GIVEN EXERCISE 1
Pick out every line in the records that contains the string "water", matching case exactly.
— Begin READING PASSAGE —
In other words, the perceived ease of use of gamified learning tools in secondary school contexts is not only related to the cumbersomeness of using digital devices but also the effort required to address other issues, such as classroom discipline management. This broader perspective on PEoU is important in developing a more comprehensive understanding of the factors influencing technology acceptance in educational settings.

Perceived enjoyment and the effectiveness of engagement are both important concepts in gamification research. However, Expert 2 has criticized the theoretical framework, arguing that the concepts of perceived enjoyment and effectiveness on engagement may overlap in the current context. Specifically, perceived enjoyment may lead to improved engagement, suggesting a possible causal relationship between the two concepts. Therefore, it is important to confirm whether they are measuring the same construct through statistical analysis.

Expert 1 recommended including subject as a control variable because the effectiveness and user experience of gamified learning tools depend heavily on the learning content, which can vary significantly across different subjects.

The two experts noted that while gender and age are commonly used as mediating variables in evaluating educational interventions, they are non-grouped factors, similar to height and weight, and therefore not amenable to assessment using Likert scales. Unlike ordinal factors such as satisfaction level and level of agreement, non-grouped factors lack a natural ordering, making their evaluation using Likert scales inappropriate. Likewise, teaching subject is also a nominal factor.

Regarding facilitating conditions, prior research has identified specific measuring items, including necessary resources, technique support, necessary knowledge, and fitness to the workflow. However, to provide a more comprehensive understanding of facilitating conditions, future studies should explore additional factors such as policy support and peer encouragement (Expert 1 and Expert 2).
— End READING PASSAGE —
— Begin EXCERPTED DATA —
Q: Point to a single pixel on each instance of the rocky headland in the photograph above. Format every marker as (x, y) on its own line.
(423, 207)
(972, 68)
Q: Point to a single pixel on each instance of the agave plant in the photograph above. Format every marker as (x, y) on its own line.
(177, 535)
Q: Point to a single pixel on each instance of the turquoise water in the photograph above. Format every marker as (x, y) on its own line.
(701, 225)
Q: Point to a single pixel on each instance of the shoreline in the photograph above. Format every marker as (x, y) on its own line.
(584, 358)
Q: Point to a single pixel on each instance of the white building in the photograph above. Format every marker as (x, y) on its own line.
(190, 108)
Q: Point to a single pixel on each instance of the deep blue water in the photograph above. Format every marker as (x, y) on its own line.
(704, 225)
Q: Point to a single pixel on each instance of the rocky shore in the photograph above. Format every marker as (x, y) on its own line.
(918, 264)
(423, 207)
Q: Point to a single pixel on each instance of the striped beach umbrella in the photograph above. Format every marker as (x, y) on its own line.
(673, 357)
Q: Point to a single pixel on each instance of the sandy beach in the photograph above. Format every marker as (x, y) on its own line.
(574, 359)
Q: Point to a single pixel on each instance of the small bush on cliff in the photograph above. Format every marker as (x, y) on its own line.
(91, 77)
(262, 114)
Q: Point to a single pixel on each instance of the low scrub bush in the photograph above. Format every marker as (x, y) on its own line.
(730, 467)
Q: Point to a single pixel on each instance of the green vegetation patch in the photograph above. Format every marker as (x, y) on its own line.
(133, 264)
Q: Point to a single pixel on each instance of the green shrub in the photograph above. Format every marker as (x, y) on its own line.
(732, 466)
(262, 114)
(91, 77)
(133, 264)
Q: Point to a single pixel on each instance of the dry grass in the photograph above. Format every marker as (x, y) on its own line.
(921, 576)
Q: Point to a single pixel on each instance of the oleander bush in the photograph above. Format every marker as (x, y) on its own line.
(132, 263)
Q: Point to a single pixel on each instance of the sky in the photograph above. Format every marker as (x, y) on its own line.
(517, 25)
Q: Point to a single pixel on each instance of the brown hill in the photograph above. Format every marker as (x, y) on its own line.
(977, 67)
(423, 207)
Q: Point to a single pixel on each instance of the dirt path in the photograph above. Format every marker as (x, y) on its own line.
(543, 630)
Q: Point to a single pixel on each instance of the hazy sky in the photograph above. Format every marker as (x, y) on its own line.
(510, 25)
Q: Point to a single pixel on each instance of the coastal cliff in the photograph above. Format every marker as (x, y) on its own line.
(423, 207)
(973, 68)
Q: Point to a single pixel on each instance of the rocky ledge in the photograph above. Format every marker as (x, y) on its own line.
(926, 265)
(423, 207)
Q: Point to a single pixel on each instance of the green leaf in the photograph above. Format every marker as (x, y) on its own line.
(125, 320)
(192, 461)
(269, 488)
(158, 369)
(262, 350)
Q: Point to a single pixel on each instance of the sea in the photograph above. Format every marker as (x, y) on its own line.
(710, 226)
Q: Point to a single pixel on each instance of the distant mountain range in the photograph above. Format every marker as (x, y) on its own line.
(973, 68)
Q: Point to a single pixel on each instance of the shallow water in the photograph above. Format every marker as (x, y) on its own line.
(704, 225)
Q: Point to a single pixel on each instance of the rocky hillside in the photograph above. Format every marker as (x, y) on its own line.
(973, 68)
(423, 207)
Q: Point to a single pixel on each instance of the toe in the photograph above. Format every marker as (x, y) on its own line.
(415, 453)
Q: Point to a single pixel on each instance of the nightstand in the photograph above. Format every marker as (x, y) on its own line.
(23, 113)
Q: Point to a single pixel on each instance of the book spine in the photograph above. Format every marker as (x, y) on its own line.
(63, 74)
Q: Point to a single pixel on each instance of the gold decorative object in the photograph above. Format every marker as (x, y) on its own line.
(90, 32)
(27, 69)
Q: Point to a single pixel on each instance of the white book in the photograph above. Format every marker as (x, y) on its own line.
— End EXCERPTED DATA —
— Begin EXCERPTED DATA —
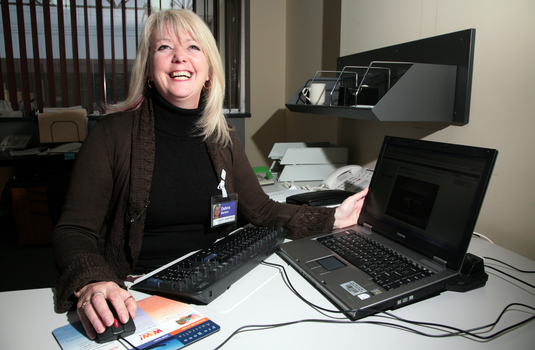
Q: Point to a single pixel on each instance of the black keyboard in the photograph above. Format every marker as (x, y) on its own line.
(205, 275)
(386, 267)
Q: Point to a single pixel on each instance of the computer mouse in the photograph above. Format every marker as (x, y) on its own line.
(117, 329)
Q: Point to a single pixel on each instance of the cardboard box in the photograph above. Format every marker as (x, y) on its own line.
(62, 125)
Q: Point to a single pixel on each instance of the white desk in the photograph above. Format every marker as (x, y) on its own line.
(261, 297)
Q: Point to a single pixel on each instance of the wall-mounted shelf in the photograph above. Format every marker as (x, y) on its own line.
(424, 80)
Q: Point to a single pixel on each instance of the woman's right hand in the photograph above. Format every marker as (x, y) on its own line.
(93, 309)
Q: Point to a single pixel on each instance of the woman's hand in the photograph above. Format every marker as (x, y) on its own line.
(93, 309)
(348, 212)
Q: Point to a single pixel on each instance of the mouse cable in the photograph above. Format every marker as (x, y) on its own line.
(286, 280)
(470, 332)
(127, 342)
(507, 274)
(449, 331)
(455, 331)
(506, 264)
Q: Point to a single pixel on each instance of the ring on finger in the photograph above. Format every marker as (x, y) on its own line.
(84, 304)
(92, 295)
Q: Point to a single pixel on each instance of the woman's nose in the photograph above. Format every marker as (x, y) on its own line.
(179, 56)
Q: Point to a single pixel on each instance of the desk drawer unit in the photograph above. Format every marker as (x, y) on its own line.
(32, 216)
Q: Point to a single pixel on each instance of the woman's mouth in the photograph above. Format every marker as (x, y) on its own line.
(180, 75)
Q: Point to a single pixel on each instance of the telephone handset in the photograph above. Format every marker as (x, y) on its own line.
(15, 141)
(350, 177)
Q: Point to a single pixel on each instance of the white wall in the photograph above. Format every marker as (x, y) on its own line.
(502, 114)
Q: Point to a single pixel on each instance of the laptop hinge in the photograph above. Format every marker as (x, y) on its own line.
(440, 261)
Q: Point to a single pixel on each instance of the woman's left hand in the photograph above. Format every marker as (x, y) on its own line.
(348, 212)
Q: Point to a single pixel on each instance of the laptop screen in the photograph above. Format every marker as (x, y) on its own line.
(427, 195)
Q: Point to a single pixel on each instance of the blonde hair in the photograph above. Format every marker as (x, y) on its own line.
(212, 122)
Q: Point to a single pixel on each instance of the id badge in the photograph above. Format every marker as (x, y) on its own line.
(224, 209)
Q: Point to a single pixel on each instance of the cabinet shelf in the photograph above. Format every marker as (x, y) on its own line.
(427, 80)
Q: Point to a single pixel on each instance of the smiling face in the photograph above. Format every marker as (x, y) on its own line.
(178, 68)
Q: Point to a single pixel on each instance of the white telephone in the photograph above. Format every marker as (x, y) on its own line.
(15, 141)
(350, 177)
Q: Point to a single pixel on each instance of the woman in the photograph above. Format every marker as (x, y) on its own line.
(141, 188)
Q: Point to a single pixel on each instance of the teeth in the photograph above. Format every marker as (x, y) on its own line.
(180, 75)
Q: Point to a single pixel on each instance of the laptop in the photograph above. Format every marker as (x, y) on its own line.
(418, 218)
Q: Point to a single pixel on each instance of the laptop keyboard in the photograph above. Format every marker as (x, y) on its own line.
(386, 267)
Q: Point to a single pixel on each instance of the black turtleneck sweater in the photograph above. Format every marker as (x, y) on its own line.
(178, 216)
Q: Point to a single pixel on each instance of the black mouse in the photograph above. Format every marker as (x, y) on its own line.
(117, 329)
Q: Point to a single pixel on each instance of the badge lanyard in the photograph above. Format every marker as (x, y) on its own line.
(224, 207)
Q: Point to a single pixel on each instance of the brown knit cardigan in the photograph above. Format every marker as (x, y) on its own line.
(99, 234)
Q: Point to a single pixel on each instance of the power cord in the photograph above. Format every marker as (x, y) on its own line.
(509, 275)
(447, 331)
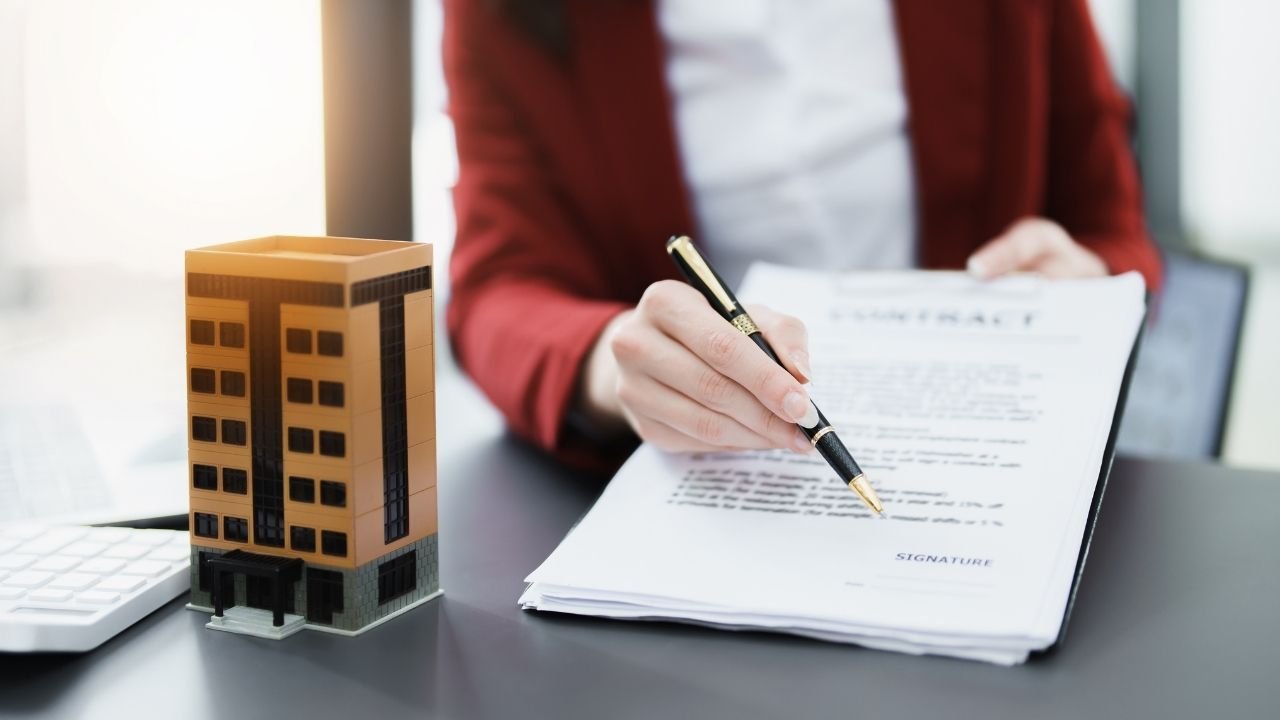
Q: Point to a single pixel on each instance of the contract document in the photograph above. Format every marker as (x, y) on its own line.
— End EXCERPTED DATA —
GIVEN EXERCISE 2
Supply what comes next in the passage on expert feedback about gamified learning tools, starting after its final sentence.

RESULT 1
Q: Point to a single pixel on each instance of the turquoise water in the photograph above. Format every marker as (x, y) on its own line.
Q: Point to a single pixel on each instance of the deep blue water in the photograph above. Format every marker as (x, y) on its own line.
Q: Point to a single pixel on each instance of the shallow water in the photograph above. Format every marker as (x, y) on its own line.

RESULT 2
To sum up, the two experts criticized and commented the proposed framework, as simplified in Table 5.

Table 5 Summaries of the expert comments

Part 2: teacher interview for survey item development

To create the survey, items were selected from previously validated scales that aligned with the constructs outlined in the framework. However, due to a lack of existing survey items related to the sub-construct of “effectiveness on engagement” and the construct of “perceived risks,” new items were drafted based on the insights gained from the teacher interviews. Details about the specific items are provided below.

Effectiveness on engagement

To measure engagement, one commonly used theory is the three-component engagement model, which includes behavioural engagement, affective engagement, and cognitive engagement (Ibanez et al., 2014). In this study, a significant number of interview responses (n = 39) focused on affective engagement, with participants frequently using keywords such as “interests”, “happy”, “enjoy”, and “fun”. As a result, the scale item primarily pertained to affective engagement.

A lack of support

The interview responses indicated that there was a lack of support from principals, parents or students (n = 27). P6 suggested that school leaders might be hesitant to invest in new technologies, preferring to allocate funds to other areas that provide tangible feedback, such as psychological counseling or fitness training. Inadequate investments in equipment and technical support also limit teachers’ ability to implement gamification in classrooms. When it comes to parents’ support, interviewees indicated that parents are “highly possible” to limit students’ access to digital devices or internet since they worry about digital distractions or addictions. To force their children to focus on study, some parents, even those from wealthy families, refuse to buy smartphones or tablets (P1).

Surprisingly, the survey and interview responses revealed that students are also likely to refuse using gamified tools for learning, with P14 stating “we assumed that gamification would increase student engagement. The reality says no”. P11 added that “play is for fun and education is for transformation. Students are willing to sacrifice entertainment for their goals”.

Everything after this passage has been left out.